▸ **What the task requires**
An exact transcription of all the entries is needed; pictures stay out.

▸ **Source material**
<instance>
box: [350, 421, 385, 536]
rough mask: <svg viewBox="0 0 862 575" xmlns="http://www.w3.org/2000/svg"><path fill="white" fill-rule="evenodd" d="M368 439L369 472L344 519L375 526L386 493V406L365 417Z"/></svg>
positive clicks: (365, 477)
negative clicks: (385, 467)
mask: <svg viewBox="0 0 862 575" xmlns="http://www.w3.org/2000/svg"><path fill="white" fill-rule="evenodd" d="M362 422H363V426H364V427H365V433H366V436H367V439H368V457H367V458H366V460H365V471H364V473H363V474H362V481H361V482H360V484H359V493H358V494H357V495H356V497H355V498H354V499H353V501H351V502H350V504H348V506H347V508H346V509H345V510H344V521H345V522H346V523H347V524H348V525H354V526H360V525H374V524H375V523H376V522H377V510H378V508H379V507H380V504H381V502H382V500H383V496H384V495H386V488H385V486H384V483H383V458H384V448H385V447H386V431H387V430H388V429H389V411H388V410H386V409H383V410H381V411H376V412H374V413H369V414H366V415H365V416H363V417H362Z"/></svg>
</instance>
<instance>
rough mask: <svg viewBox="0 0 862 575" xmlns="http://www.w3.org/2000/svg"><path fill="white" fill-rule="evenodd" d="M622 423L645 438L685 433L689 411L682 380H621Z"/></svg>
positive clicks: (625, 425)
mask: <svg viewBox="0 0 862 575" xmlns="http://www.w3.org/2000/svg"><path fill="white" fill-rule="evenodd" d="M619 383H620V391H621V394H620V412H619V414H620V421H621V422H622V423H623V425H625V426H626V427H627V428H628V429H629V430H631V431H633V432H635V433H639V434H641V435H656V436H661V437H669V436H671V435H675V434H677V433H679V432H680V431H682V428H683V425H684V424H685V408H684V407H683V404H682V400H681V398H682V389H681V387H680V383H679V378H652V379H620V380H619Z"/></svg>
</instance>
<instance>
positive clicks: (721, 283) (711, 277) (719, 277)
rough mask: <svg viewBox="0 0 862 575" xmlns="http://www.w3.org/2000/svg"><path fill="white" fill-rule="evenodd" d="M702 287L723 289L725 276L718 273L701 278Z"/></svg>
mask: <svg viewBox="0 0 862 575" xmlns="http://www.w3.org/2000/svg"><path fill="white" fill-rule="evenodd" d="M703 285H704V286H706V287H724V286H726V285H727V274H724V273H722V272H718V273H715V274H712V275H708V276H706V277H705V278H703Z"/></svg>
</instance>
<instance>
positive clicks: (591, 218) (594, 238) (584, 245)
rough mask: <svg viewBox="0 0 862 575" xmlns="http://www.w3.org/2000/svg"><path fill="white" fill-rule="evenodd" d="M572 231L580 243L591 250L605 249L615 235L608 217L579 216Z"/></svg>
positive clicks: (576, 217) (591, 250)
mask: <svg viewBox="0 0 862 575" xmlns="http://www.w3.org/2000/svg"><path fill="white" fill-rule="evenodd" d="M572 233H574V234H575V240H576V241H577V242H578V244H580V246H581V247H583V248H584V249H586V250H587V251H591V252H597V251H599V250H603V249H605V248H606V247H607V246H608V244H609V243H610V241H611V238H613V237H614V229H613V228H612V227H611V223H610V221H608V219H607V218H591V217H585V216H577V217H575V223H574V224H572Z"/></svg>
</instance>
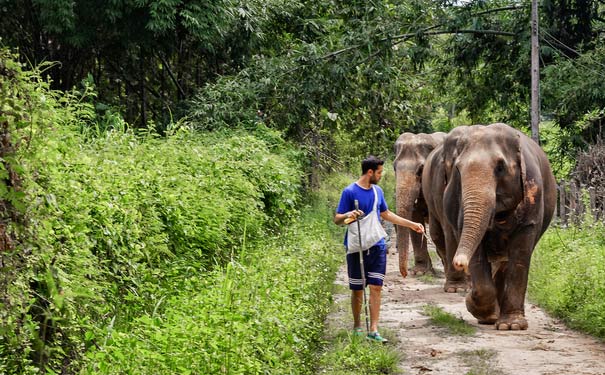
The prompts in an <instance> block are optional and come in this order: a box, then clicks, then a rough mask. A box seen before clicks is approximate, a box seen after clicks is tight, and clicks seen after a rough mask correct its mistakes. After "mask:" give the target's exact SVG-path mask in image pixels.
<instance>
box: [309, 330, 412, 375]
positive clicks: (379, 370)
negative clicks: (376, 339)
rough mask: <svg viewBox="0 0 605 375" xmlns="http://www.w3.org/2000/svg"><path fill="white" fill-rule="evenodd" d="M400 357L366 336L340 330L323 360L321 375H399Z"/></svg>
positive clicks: (387, 346)
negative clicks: (394, 374)
mask: <svg viewBox="0 0 605 375" xmlns="http://www.w3.org/2000/svg"><path fill="white" fill-rule="evenodd" d="M399 360H400V358H399V354H398V353H397V352H395V351H393V350H392V348H390V347H389V345H381V344H376V343H375V342H370V341H369V340H367V339H366V338H365V337H364V336H353V335H351V333H350V332H348V331H344V330H342V331H340V332H338V334H337V335H336V337H335V338H334V340H333V343H332V347H331V348H330V350H329V351H327V352H326V353H324V354H323V355H322V356H321V358H320V360H319V368H320V372H321V373H327V374H338V375H348V374H351V375H352V374H367V375H370V374H395V373H398V371H399V369H398V366H397V364H398V363H399Z"/></svg>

▸ **Output for this exercise**
<instance>
box: [350, 421, 385, 536]
rough mask: <svg viewBox="0 0 862 575" xmlns="http://www.w3.org/2000/svg"><path fill="white" fill-rule="evenodd" d="M368 439L369 472L344 519L375 526L386 493V406L365 417Z"/></svg>
positive clicks: (365, 477)
negative clicks: (385, 467)
mask: <svg viewBox="0 0 862 575" xmlns="http://www.w3.org/2000/svg"><path fill="white" fill-rule="evenodd" d="M362 422H363V426H364V427H365V433H366V436H367V439H368V457H367V458H366V460H365V471H364V473H363V474H362V481H361V482H360V484H359V493H358V494H357V495H356V497H355V498H354V499H353V501H351V502H350V504H348V506H347V508H346V509H345V510H344V521H345V522H346V523H347V524H348V525H354V526H360V525H374V524H375V523H376V522H377V510H378V508H379V507H380V504H381V502H382V500H383V496H384V495H386V488H385V486H384V483H383V458H384V448H385V447H386V431H387V430H388V429H389V411H388V410H386V409H383V410H381V411H376V412H374V413H369V414H366V415H365V416H363V417H362Z"/></svg>
</instance>
<instance>
rough mask: <svg viewBox="0 0 862 575" xmlns="http://www.w3.org/2000/svg"><path fill="white" fill-rule="evenodd" d="M622 423L645 438L685 433L689 411L682 380H621Z"/></svg>
positive clicks: (625, 425)
mask: <svg viewBox="0 0 862 575" xmlns="http://www.w3.org/2000/svg"><path fill="white" fill-rule="evenodd" d="M619 383H620V391H621V394H620V412H619V414H620V421H621V422H622V423H623V425H625V426H626V427H627V428H628V429H629V430H631V431H633V432H635V433H639V434H641V435H656V436H661V437H669V436H671V435H675V434H677V433H679V432H680V431H682V428H683V425H684V424H685V408H684V407H683V404H682V400H681V398H682V389H681V387H680V383H679V378H652V379H620V380H619Z"/></svg>
</instance>
<instance>
positive clicks: (721, 283) (711, 277) (719, 277)
rough mask: <svg viewBox="0 0 862 575" xmlns="http://www.w3.org/2000/svg"><path fill="white" fill-rule="evenodd" d="M702 287L723 289L725 276L718 273L701 278Z"/></svg>
mask: <svg viewBox="0 0 862 575" xmlns="http://www.w3.org/2000/svg"><path fill="white" fill-rule="evenodd" d="M703 285H704V286H706V287H724V286H726V285H727V274H724V273H722V272H718V273H715V274H712V275H708V276H706V277H705V278H703Z"/></svg>
</instance>
<instance>
positive clicks: (591, 218) (594, 238) (584, 245)
rough mask: <svg viewBox="0 0 862 575" xmlns="http://www.w3.org/2000/svg"><path fill="white" fill-rule="evenodd" d="M572 231L580 243L591 250L605 249L615 235L608 217L579 216Z"/></svg>
positive clicks: (576, 217) (591, 250)
mask: <svg viewBox="0 0 862 575" xmlns="http://www.w3.org/2000/svg"><path fill="white" fill-rule="evenodd" d="M572 233H574V234H575V240H576V241H577V242H578V244H580V246H581V247H583V248H584V249H586V250H587V251H591V252H597V251H599V250H603V249H605V248H606V247H607V246H608V244H609V243H610V241H611V238H613V237H614V229H613V228H612V227H611V223H610V221H608V219H607V218H591V217H585V216H577V217H575V223H574V224H572Z"/></svg>
</instance>
The prompts in an <instance> block are optional and come in this order: a box, then clicks, then a rough mask. A box seen before clicks is approximate, a box seen after clicks is tight, and clicks seen after a rough mask correct its mistakes. After "mask:" give the target's exact SVG-path mask in image pixels.
<instance>
box: [309, 330, 412, 375]
positive clicks: (379, 370)
negative clicks: (376, 339)
rough mask: <svg viewBox="0 0 605 375" xmlns="http://www.w3.org/2000/svg"><path fill="white" fill-rule="evenodd" d="M400 357L366 336L340 330L323 360L321 375H399Z"/></svg>
positive clicks: (387, 346)
negative clicks: (394, 374)
mask: <svg viewBox="0 0 605 375" xmlns="http://www.w3.org/2000/svg"><path fill="white" fill-rule="evenodd" d="M399 360H400V358H399V354H398V353H397V352H395V351H393V350H392V348H390V347H389V345H381V344H376V343H375V342H370V341H369V340H367V339H366V338H365V337H364V336H353V335H351V333H350V332H348V331H344V330H342V331H340V332H338V334H337V335H336V337H335V338H334V340H333V343H332V347H331V348H330V350H329V351H327V352H326V353H324V354H323V355H322V356H321V358H320V360H319V368H320V372H321V373H327V374H338V375H348V374H351V375H352V374H367V375H370V374H395V373H398V371H399V369H398V366H397V364H398V363H399Z"/></svg>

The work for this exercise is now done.